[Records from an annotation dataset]

======

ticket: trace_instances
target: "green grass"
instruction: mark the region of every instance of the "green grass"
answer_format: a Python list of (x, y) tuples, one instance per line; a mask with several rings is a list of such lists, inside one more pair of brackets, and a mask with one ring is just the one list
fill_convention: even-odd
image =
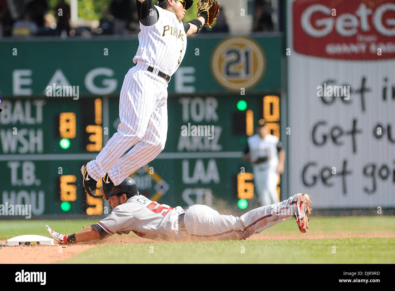
[[(390, 216), (311, 216), (307, 234), (395, 235), (395, 218)], [(22, 234), (49, 236), (44, 227), (70, 234), (96, 223), (94, 220), (0, 221), (0, 240)], [(305, 239), (293, 220), (279, 223), (254, 236), (295, 235), (298, 239), (260, 240), (210, 242), (103, 244), (60, 262), (89, 263), (394, 263), (395, 238)], [(134, 236), (134, 234), (130, 235)], [(153, 253), (150, 252), (152, 249)], [(336, 253), (332, 253), (336, 247)], [(244, 247), (242, 253), (241, 247)], [(152, 252), (152, 251), (151, 251)]]
[(61, 262), (393, 263), (394, 245), (394, 238), (103, 245)]

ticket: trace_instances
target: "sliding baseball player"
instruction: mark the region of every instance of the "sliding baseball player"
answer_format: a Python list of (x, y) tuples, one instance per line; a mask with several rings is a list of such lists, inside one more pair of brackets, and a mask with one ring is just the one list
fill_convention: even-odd
[(107, 217), (82, 230), (64, 235), (45, 227), (59, 243), (103, 239), (114, 234), (133, 232), (152, 240), (175, 241), (245, 240), (276, 223), (295, 218), (301, 232), (308, 228), (311, 201), (299, 193), (286, 200), (250, 210), (240, 217), (220, 214), (205, 205), (188, 210), (152, 201), (139, 193), (134, 181), (126, 178), (115, 186), (108, 204), (113, 211)]
[[(184, 59), (186, 38), (212, 23), (219, 8), (216, 0), (201, 1), (198, 18), (184, 23), (182, 19), (193, 0), (158, 0), (158, 6), (152, 0), (136, 1), (141, 31), (133, 58), (136, 65), (125, 76), (121, 89), (120, 123), (96, 158), (81, 169), (87, 192), (94, 196), (96, 184), (101, 179), (106, 199), (114, 185), (153, 160), (164, 148), (167, 83)], [(213, 10), (214, 14), (211, 12)]]

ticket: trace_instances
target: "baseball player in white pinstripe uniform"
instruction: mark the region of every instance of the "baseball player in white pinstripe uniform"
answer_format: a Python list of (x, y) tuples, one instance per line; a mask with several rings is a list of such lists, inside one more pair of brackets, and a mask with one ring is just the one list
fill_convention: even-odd
[[(106, 199), (114, 185), (147, 164), (165, 147), (167, 131), (167, 83), (180, 66), (186, 38), (198, 32), (207, 13), (187, 23), (182, 20), (193, 0), (137, 0), (141, 30), (139, 45), (121, 89), (120, 123), (95, 160), (83, 166), (83, 185), (96, 194), (101, 179)], [(128, 149), (134, 146), (124, 156)]]
[(62, 244), (102, 239), (115, 233), (131, 231), (152, 240), (243, 240), (293, 217), (301, 232), (306, 232), (308, 228), (307, 216), (312, 210), (310, 196), (302, 193), (253, 209), (240, 217), (221, 215), (206, 205), (193, 205), (185, 210), (180, 206), (160, 204), (139, 195), (134, 181), (129, 177), (115, 186), (109, 196), (108, 204), (113, 211), (97, 223), (70, 235), (45, 227), (52, 237)]

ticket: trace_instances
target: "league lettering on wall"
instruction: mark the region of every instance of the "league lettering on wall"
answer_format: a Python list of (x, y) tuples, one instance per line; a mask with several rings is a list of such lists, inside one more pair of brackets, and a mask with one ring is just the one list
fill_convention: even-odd
[(290, 190), (316, 208), (395, 206), (395, 4), (288, 11)]
[[(160, 203), (215, 207), (223, 201), (237, 207), (239, 199), (254, 197), (252, 169), (242, 157), (254, 125), (263, 118), (272, 134), (281, 132), (281, 36), (199, 39), (200, 54), (218, 57), (204, 61), (194, 54), (195, 41), (187, 49), (194, 57), (169, 83), (165, 149), (132, 177), (142, 194)], [(108, 214), (100, 190), (91, 197), (83, 190), (80, 169), (117, 130), (120, 85), (133, 65), (119, 56), (137, 43), (19, 40), (0, 46), (0, 204), (31, 205), (33, 217)], [(7, 51), (13, 58), (4, 56)], [(83, 69), (79, 59), (86, 60)], [(207, 73), (220, 66), (220, 74)]]

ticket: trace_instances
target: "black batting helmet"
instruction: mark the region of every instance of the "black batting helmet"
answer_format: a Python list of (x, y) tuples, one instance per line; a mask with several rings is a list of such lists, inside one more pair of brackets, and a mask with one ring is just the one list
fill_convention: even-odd
[(129, 193), (132, 196), (139, 195), (139, 190), (137, 189), (136, 182), (131, 178), (128, 177), (119, 185), (114, 186), (109, 196), (106, 197), (105, 196), (104, 198), (106, 200), (108, 200), (110, 199), (110, 197), (112, 197), (114, 195), (124, 193)]

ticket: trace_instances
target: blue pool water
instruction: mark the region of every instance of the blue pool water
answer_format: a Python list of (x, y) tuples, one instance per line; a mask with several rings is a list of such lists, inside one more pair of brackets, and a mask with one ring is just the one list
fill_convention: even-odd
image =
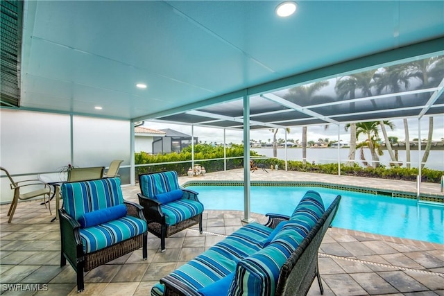
[[(244, 187), (190, 186), (205, 209), (244, 210)], [(319, 187), (252, 186), (251, 212), (291, 215), (307, 190), (318, 191), (327, 207), (342, 196), (333, 226), (340, 228), (444, 243), (444, 207), (417, 204), (416, 200)]]

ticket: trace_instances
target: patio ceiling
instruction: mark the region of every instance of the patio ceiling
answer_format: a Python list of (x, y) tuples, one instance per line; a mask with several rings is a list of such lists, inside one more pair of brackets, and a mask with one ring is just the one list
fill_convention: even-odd
[(443, 116), (444, 69), (370, 95), (334, 86), (443, 55), (443, 1), (298, 1), (287, 18), (280, 2), (26, 1), (20, 107), (232, 129), (246, 95), (251, 129)]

======

Required work: Which lines of the material above contain the word "region"? Pick out each one and copy it in full.

Answer for the task:
instruction: mark the region of every instance of the "green grass"
instruction: mark the region of every instance of the "sliding baseball player"
instruction: mark the region of every instance of the "baseball player in white pinstripe uniform"
instruction: mark the region of every instance of the "league lettering on wall"
instruction: mark the region of every instance of the "black batting helmet"
instruction: mark the region of every instance of the blue pool water
instruction: mark the region of every instance of the patio ceiling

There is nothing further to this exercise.